**Working data:**
________

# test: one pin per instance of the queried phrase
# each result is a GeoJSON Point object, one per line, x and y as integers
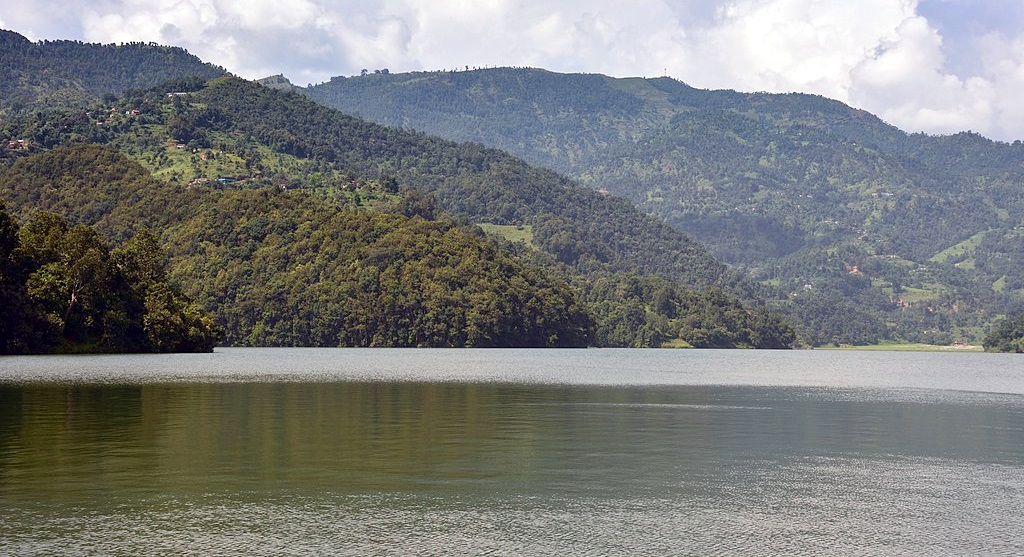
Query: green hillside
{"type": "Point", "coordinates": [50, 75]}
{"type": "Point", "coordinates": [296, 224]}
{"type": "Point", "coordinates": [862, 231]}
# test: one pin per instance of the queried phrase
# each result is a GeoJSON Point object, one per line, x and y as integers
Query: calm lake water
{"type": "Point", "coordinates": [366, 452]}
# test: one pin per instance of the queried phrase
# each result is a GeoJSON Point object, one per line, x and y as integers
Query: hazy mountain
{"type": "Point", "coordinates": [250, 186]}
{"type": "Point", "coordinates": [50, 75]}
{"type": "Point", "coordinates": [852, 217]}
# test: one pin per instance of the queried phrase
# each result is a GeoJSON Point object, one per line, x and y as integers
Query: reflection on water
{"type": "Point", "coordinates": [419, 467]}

________

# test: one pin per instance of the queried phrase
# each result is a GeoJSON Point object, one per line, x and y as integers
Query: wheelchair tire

________

**Task brief:**
Pick out every line in the records that contains the word "water" and copy each one.

**Output of the exercise:**
Query: calm lake water
Query: reflection on water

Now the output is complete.